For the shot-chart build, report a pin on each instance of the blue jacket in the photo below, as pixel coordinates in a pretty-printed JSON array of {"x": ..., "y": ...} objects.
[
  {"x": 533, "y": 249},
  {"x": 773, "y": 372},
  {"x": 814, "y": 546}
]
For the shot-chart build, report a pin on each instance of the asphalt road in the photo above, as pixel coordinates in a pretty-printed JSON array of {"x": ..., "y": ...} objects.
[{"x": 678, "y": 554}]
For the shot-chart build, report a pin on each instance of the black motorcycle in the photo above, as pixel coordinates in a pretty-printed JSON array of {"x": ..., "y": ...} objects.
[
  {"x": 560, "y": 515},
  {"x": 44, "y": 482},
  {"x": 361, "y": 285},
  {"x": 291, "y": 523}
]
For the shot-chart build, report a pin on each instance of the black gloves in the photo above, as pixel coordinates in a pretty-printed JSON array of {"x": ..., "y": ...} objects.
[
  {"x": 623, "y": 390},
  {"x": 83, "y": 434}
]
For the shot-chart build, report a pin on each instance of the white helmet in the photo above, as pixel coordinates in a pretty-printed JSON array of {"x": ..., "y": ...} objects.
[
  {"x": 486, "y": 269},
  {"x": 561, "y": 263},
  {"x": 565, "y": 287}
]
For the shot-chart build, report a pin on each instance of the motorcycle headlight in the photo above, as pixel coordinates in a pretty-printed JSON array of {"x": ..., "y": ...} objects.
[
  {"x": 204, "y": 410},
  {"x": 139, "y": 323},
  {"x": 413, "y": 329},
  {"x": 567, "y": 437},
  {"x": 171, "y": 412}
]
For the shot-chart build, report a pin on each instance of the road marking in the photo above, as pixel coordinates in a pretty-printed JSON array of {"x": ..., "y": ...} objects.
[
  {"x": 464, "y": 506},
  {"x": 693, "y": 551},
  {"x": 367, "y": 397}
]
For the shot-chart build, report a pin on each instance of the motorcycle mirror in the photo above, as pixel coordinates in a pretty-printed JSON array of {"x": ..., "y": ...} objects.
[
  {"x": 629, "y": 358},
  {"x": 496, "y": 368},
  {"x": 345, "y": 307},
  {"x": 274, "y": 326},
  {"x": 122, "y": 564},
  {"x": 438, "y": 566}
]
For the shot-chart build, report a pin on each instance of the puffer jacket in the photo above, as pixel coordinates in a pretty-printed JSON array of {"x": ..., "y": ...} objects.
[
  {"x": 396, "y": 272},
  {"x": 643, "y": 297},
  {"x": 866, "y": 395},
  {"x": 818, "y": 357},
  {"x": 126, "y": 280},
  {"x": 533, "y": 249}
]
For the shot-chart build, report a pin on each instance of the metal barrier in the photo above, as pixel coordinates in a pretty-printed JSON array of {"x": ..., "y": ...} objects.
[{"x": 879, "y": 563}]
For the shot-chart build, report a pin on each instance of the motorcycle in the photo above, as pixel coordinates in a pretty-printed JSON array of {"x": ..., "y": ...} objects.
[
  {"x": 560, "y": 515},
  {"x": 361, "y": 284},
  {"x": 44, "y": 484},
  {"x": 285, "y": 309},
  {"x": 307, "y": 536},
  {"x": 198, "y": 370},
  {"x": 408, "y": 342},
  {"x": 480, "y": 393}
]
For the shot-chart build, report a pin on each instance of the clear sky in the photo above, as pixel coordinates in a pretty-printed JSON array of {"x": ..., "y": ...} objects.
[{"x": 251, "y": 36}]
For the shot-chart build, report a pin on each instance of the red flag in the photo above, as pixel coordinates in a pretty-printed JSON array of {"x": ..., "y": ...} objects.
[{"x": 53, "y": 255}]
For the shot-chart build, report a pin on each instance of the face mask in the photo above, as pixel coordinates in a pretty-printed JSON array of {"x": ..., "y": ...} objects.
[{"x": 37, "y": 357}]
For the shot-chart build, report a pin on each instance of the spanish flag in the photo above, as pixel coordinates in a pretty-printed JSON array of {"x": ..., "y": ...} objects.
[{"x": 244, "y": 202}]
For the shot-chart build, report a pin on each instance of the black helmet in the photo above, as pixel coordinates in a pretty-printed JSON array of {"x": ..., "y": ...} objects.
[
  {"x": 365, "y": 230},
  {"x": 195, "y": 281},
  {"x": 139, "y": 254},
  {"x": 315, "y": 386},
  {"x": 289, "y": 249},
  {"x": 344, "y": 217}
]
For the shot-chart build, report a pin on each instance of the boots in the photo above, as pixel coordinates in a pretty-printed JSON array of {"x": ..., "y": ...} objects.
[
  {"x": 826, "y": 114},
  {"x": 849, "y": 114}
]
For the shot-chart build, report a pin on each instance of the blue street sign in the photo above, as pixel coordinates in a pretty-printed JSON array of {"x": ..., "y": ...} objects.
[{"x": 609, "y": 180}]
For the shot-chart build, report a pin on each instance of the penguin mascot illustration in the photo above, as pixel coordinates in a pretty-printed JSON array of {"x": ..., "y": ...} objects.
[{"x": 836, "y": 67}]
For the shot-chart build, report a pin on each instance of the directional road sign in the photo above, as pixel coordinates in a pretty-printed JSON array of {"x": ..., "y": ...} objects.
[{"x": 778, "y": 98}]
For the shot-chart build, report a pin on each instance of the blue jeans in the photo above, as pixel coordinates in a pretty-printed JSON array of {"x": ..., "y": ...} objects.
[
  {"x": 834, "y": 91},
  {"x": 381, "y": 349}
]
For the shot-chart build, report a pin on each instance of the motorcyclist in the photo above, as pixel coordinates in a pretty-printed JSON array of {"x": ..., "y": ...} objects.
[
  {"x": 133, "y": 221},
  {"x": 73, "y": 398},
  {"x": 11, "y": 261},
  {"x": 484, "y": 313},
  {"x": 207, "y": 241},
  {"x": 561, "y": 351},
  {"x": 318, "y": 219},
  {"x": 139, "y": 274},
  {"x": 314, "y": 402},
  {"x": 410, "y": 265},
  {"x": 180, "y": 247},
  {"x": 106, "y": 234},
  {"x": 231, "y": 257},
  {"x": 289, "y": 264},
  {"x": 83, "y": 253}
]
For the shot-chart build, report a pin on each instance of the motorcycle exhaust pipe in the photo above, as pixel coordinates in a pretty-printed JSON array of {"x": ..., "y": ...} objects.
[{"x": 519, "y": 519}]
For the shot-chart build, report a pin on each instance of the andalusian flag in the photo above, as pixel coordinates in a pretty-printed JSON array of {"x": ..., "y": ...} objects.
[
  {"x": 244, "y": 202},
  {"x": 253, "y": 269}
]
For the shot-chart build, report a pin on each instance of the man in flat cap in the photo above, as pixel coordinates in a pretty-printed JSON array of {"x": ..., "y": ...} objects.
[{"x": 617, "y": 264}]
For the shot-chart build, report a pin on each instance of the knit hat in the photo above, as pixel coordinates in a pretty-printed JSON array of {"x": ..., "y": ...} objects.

────────

Give all of the material again, exactly.

* EXERCISE OUTPUT:
For the shot-chart build, report a pin on each instance of the blue jacket in the photo below, as pixel coordinates in a pretty-printed JSON array of {"x": ..., "y": ...} objects.
[
  {"x": 533, "y": 249},
  {"x": 773, "y": 372},
  {"x": 814, "y": 546}
]
For the shot-chart build, report a pin on each instance of the asphalt road in the photo above, as pixel coordinates in a pretty-printed JSON array of {"x": ..., "y": ...} objects.
[{"x": 678, "y": 554}]
For the shot-chart build, report a pin on each instance of the black motorcycle in the photo above, as pixel coordinates in a pretty-printed JSON array of {"x": ..., "y": ...} objects.
[
  {"x": 560, "y": 515},
  {"x": 44, "y": 482},
  {"x": 361, "y": 285},
  {"x": 291, "y": 523}
]
For the shot-chart build, report a pin on each instance of the black gloves in the photo above, as pixel coordinates in a pretty-printed JSON array of {"x": ..., "y": ...} objects.
[
  {"x": 623, "y": 390},
  {"x": 83, "y": 434}
]
For the shot-chart build, report a pin on each instance of the white helmet in the photo above, as pixel coordinates in a pretty-printed JSON array of {"x": ..., "y": ...} objects.
[
  {"x": 486, "y": 269},
  {"x": 561, "y": 263},
  {"x": 565, "y": 287}
]
For the shot-chart build, report a pin on each instance of the motorcycle headlight in the photo above, as pixel coordinates in a pretty-printed JSON array of {"x": ..., "y": ...} objects.
[
  {"x": 204, "y": 410},
  {"x": 139, "y": 323},
  {"x": 413, "y": 329},
  {"x": 567, "y": 437},
  {"x": 171, "y": 412}
]
For the shot-chart build, report a pin on each instance of the road marking in the photo above, as pixel coordinates in a pretty-printed JSON array of {"x": ..., "y": ...} objects.
[
  {"x": 464, "y": 506},
  {"x": 693, "y": 551},
  {"x": 367, "y": 397}
]
For the shot-chart build, report a pin on each instance of the motorcycle mirror in the photo above, as pixel coordinates in a pretty-printed JSON array of {"x": ..., "y": ...} objects.
[
  {"x": 629, "y": 358},
  {"x": 496, "y": 368},
  {"x": 345, "y": 307},
  {"x": 274, "y": 326},
  {"x": 122, "y": 564},
  {"x": 438, "y": 566}
]
For the shot-chart build, report a pin on each instance of the puffer jacket in the photo above, as pixel coordinates in a pretty-printed JSON array of {"x": ..., "y": ...} objects.
[
  {"x": 396, "y": 272},
  {"x": 643, "y": 297},
  {"x": 866, "y": 395},
  {"x": 818, "y": 357},
  {"x": 126, "y": 280},
  {"x": 533, "y": 249}
]
For the shot-chart build, report a pin on each instance of the metal barrier in the photo above, as pixel coordinates in a pretty-printed JSON array of {"x": ..., "y": ...} objects.
[{"x": 879, "y": 563}]
For the shot-chart build, report a pin on each instance of the motorcycle in the photo above, as pixel coordinates in a pretty-printed JSON array of {"x": ..., "y": ...} objects.
[
  {"x": 560, "y": 515},
  {"x": 361, "y": 284},
  {"x": 44, "y": 484},
  {"x": 285, "y": 309},
  {"x": 307, "y": 536},
  {"x": 198, "y": 370},
  {"x": 408, "y": 342},
  {"x": 480, "y": 393}
]
For the shot-chart build, report a pin on each instance of the clear sky in the photo above, as pixel coordinates in a pretty-printed JSON array of {"x": ..., "y": ...} objects.
[{"x": 251, "y": 36}]
For the shot-chart build, report a pin on each instance of the red flag in the photo above, as pixel coordinates in a pretty-printed JSON array of {"x": ..., "y": ...} objects.
[{"x": 53, "y": 255}]
For the shot-chart build, report a pin on each instance of the face mask in the photo above, as pixel coordinates in a pretty-printed JSON array of {"x": ..., "y": ...} objects.
[{"x": 37, "y": 357}]
For the shot-chart build, report a pin on each instance of the spanish flag in the photo above, as pixel coordinates in a pretty-printed JSON array of {"x": ..., "y": ...} objects.
[{"x": 244, "y": 202}]
For the shot-chart build, report a pin on each instance of the black helmet in the photo above, as pixel coordinates in a pretty-printed JSON array of {"x": ..., "y": ...} objects.
[
  {"x": 365, "y": 230},
  {"x": 195, "y": 281},
  {"x": 139, "y": 254},
  {"x": 315, "y": 386},
  {"x": 289, "y": 249},
  {"x": 344, "y": 217}
]
For the shot-chart build, report a pin on each instance of the boots in the photo above, as pixel coordinates in a pretty-printed JSON array of {"x": ..., "y": ...} objects.
[
  {"x": 826, "y": 114},
  {"x": 849, "y": 114}
]
For the shot-chart build, report a pin on each instance of the blue street sign in the photo above, as pixel coordinates in a pretty-printed JSON array of {"x": ..., "y": ...} objects.
[{"x": 609, "y": 180}]
For the shot-chart build, report a pin on each instance of the penguin mascot illustration in the photo above, as pixel coordinates in a pretty-printed JSON array of {"x": ..., "y": ...} objects.
[{"x": 836, "y": 67}]
For the shot-chart build, report a pin on each instance of the directional road sign in the photo above, as pixel coordinates in a pretty-printed JSON array of {"x": ..., "y": ...} objects.
[{"x": 778, "y": 98}]
For the shot-chart build, report a pin on each instance of the blue jeans in the photo above, as pixel coordinates in a pretty-printed JSON array of {"x": ..., "y": ...} objects.
[
  {"x": 834, "y": 91},
  {"x": 381, "y": 349}
]
For the shot-chart build, report a pin on each instance of the motorcyclist in the photo above, as pixel coordinates in a pretty-printed JSON array of {"x": ..., "y": ...} objects.
[
  {"x": 133, "y": 221},
  {"x": 73, "y": 398},
  {"x": 11, "y": 261},
  {"x": 484, "y": 313},
  {"x": 207, "y": 241},
  {"x": 561, "y": 351},
  {"x": 318, "y": 219},
  {"x": 139, "y": 274},
  {"x": 314, "y": 402},
  {"x": 410, "y": 265},
  {"x": 180, "y": 247},
  {"x": 106, "y": 234},
  {"x": 231, "y": 257},
  {"x": 289, "y": 264},
  {"x": 83, "y": 253}
]
For the shot-chart build, report a pin on each instance of the motorcycle exhaust pipe in the photo above, as pixel coordinates in a pretty-printed JSON array of {"x": ..., "y": ...} objects.
[{"x": 519, "y": 519}]
For the shot-chart build, report a pin on each instance of the andalusian flag in the photo above, as pixel coordinates in a pretty-printed JSON array of {"x": ..., "y": ...} objects.
[
  {"x": 244, "y": 202},
  {"x": 253, "y": 269}
]
For the shot-chart build, report a pin on each instance of the man in flat cap in the photo above, as pixel coordinates in a pretty-printed JSON array of {"x": ..., "y": ...} objects.
[{"x": 617, "y": 264}]
For the shot-chart build, report a pin on each instance of the knit hat in the photo above, as pixel coordinates in a pretty-printed JSON array of {"x": ..., "y": ...} objects.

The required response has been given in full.